[Serusers] Via: branch tags from SER for CANCELs/BYEs frequently don't match value in the INVITE

Jiri Kuthan jiri at iptel.org
Fri Dec 4 23:48:09 CET 2009


While I have a lot of sympathies for your disappointment, I'm not really
sure you are tying it with the proper causes.  Let me explain my  viewpoint:

- I think the Email you have received from Andrei explains even using
   references why Via(INVITE)==Via(BYE) requirement violates standards
   and actual functionality as well. Why do you think you have not been
   getting a good advice? What's wrong with the CANCEL suggestion?

- the MD5 performance problem you are worried about has been addressed.
   I admit we have answered by classifying this as a non-problem, still this
   is our best-knowledge of the matter based on quite details profiling.
   Do you have any numbers supporting this is a real problem?

   Generally we don't think that for any given hardware performance is
   a problem with SER. Of course it can degrade for example by use of
   database, or any other expensive operations, but I'm quite confident
   that SER's thoughput is excellent and if service logic consumes more
   resources hardly anything can be done. At a point of time, more throughput
   takes more boxes but I think that this threshold is actually very high
   with SER.

   With certainty I know that SER has been used in the big and in the *biggest*
   deployments. I'm worried that this may sound a bit unfriendly towards the
   effort you guys developed or purchased as professional service, but I think
   that the presence of such deployments demonstrates scale is a non-issue
   in reasonably dimensioned environment. SER doesn't come up with dimensioning
   plans, one of the reasons being that it is non-trivial to provide generally
   valid assertions (traffic, hardware, confgiruation, dependencies on database,
   network architecture, all of these differences in actual deployments make it
   hard to provide general rules of thumb.)


- I cannot possibly comment on interoperability of "high-dollar SBCs and
   switches" to the general extent you are implying. I'm worried you can
   be dramattically disappointed if you tie all your expectations to dollars.
   I only know with certainty that in the specific cases we have encountered
   I can impossibly  assert that "high-dollar" and " brands" means knowing
   how INVITE  shall look like. In fact, we have been using SER to fix INVITEs from
   high-dollar brands to look like they are supposed to look like. Which
   is a double-edged sword, as frequently turning a message into something
   that A likes makes it hard-to-swallow for B. Unless you are in a single-vendor
   environment, the likelihood of necessity to address interop issues is,
   say, higher than noticeable.

- I agree that lack of parameter passing is a shortcoming. I agree the
   documentation is suboptimal. I'm very thankful to all participants who
   spend their valuable time and return SER's value by their contributions,
   but there is no "central contribution control" that would allow someone
   to cause the participants to address your particular wishes.

-- DATA SECTION --

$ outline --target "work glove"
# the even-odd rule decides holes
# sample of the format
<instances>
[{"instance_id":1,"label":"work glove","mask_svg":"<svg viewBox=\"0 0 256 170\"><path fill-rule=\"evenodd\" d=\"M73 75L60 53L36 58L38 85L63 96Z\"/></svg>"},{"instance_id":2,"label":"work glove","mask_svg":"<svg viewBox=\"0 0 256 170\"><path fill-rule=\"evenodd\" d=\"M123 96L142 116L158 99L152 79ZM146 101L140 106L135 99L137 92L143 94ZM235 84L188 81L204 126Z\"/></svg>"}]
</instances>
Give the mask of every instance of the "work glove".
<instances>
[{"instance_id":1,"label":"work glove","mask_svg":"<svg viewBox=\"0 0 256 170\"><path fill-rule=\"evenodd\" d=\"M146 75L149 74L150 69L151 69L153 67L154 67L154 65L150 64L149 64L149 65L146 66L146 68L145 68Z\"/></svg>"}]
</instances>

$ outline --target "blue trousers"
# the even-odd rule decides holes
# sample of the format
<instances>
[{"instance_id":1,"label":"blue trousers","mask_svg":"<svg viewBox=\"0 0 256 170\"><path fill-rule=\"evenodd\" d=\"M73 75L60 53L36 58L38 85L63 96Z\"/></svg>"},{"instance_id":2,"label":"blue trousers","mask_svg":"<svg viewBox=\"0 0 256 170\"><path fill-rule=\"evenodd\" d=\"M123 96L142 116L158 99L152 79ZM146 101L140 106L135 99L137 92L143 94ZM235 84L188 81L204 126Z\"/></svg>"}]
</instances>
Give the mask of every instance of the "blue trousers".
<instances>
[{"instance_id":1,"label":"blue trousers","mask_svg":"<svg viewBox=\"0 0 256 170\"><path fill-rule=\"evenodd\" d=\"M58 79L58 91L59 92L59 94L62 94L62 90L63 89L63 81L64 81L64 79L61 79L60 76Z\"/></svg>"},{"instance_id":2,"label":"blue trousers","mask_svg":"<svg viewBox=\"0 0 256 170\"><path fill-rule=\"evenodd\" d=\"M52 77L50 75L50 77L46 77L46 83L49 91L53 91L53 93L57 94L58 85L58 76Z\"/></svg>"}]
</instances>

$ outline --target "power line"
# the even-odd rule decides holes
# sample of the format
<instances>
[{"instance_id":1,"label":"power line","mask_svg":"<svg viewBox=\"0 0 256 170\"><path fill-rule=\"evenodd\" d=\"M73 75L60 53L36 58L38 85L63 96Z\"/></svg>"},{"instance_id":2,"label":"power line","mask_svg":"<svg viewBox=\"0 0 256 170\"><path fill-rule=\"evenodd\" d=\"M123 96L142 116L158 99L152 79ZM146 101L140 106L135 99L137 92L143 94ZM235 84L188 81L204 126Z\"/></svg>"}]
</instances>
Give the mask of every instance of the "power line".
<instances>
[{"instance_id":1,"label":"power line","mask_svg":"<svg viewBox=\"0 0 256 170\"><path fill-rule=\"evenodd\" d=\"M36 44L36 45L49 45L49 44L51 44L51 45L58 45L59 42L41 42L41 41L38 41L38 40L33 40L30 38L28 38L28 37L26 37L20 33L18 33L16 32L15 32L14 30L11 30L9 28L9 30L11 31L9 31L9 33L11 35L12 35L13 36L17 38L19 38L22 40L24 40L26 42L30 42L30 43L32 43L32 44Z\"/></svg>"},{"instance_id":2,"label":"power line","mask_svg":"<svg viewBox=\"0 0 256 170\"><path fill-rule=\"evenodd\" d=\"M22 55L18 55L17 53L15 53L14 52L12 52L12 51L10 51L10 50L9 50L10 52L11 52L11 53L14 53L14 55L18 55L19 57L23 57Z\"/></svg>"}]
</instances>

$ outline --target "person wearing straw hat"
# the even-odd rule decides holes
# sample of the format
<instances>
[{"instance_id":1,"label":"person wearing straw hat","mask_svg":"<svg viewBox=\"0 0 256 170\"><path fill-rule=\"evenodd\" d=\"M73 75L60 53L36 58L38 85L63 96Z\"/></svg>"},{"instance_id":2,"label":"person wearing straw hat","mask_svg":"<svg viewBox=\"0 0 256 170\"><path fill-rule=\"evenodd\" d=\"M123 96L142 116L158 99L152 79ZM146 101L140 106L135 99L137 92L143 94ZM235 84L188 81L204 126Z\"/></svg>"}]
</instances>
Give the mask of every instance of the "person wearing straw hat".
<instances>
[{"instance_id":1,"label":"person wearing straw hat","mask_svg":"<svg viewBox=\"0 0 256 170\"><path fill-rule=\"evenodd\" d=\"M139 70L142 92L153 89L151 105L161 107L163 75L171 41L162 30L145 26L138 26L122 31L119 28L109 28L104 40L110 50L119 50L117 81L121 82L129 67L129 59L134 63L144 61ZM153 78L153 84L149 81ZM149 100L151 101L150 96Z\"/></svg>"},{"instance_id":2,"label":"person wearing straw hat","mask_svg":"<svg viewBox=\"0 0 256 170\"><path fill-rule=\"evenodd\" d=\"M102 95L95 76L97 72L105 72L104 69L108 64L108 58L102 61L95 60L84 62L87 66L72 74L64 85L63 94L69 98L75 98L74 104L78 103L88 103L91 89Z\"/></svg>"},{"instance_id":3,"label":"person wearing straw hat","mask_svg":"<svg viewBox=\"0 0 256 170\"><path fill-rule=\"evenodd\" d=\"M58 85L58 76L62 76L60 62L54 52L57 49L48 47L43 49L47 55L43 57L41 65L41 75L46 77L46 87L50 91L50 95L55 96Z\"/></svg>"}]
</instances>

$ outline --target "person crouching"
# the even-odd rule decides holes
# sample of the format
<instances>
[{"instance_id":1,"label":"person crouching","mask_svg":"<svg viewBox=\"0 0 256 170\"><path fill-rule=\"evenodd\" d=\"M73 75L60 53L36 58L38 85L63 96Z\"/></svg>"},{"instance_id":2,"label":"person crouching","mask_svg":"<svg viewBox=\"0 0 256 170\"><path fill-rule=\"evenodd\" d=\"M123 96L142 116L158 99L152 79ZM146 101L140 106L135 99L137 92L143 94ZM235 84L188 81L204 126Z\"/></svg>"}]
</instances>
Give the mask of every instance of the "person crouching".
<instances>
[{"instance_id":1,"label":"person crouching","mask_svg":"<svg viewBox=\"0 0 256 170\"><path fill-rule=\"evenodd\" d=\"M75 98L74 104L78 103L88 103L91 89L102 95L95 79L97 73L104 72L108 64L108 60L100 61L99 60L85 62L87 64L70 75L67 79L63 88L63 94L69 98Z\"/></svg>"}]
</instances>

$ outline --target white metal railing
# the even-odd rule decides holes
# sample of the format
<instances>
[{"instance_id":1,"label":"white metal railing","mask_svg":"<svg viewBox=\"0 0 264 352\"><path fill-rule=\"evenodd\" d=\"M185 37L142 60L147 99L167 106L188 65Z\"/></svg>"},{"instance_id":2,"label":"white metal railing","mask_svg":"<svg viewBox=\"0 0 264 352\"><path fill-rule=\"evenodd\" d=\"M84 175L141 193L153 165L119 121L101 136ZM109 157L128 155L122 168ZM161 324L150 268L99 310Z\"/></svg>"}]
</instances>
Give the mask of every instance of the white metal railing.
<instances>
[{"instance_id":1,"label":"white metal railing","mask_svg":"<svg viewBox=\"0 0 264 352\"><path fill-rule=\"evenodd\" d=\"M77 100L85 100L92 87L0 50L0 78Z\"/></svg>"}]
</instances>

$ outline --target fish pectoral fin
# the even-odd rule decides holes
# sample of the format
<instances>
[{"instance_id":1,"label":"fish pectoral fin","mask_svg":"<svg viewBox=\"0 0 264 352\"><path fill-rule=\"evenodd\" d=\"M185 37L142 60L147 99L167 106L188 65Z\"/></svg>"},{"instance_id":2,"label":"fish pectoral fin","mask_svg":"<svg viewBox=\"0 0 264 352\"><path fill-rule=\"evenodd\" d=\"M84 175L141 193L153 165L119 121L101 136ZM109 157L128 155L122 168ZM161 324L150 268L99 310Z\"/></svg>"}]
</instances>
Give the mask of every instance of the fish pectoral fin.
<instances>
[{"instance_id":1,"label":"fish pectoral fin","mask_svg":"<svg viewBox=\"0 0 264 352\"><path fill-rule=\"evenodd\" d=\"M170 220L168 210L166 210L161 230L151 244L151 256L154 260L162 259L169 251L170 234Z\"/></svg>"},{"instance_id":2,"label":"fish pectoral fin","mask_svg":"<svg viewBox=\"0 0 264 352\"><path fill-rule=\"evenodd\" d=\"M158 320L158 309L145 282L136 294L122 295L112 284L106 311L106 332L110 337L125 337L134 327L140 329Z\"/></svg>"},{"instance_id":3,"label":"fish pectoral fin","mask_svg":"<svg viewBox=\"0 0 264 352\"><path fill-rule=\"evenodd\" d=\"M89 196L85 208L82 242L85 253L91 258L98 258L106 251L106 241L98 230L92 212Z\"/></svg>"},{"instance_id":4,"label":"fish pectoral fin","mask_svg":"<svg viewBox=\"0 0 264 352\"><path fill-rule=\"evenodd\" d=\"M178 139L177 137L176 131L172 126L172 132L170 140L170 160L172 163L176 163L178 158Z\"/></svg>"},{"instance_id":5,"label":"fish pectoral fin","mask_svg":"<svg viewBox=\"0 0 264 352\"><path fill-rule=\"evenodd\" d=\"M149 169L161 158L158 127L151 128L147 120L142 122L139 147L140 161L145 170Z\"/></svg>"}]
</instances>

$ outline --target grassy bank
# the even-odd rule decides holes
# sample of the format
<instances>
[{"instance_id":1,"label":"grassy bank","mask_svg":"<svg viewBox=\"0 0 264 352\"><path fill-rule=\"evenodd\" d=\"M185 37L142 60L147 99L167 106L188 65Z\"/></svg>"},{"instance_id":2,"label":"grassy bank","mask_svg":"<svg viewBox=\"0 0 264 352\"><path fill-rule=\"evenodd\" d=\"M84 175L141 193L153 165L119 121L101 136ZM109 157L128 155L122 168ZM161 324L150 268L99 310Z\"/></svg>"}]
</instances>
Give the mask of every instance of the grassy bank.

-- REQUESTS --
**A.** In the mailing-list reply, give the part that begins at the words "While I have" and stops after "a real problem?", replacing "MD5" with "SHA-1" throughout.
**B.** Summarize the mailing-list reply in three sentences.
**C.** Answer these questions about the mailing-list reply:
(i) Whose email does the writer say explained why the Via(INVITE)==Via(BYE) requirement violates standards?
(ii) What has SER been used to fix when they come from high-dollar brands?
(iii) Which two shortcomings does the writer agree exist?

-- WORKED ANSWERS --
**A.**
While I have a lot of sympathies for your disappointment, I'm not really
sure you are tying it with the proper causes.  Let me explain my  viewpoint:

- I think the Email you have received from Andrei explains even using
   references why Via(INVITE)==Via(BYE) requirement violates standards
   and actual functionality as well. Why do you think you have not been
   getting a good advice? What's wrong with the CANCEL suggestion?

- the SHA-1 performance problem you are worried about has been addressed.
   I admit we have answered by classifying this as a non-problem, still this
   is our best-knowledge of the matter based on quite details profiling.
   Do you have any numbers supporting this is a real problem?

**B.** The writer sympathizes with the recipient's disappointment but doubts it is tied to the proper causes, noting that Andrei's email explained why requiring the Via in the INVITE to match the Via in the BYE violates standards. He says the MD5 performance concern has been addressed and that SER's throughput is excellent, as shown by its use in the biggest deployments. He adds that high-dollar brands do not guarantee correctly formed INVITEs, and he agrees that the lack of parameter passing and the documentation are shortcomings.

**C.**
(i) Andrei's.
(ii) INVITEs.
(iii) The lack of parameter passing and suboptimal documentation.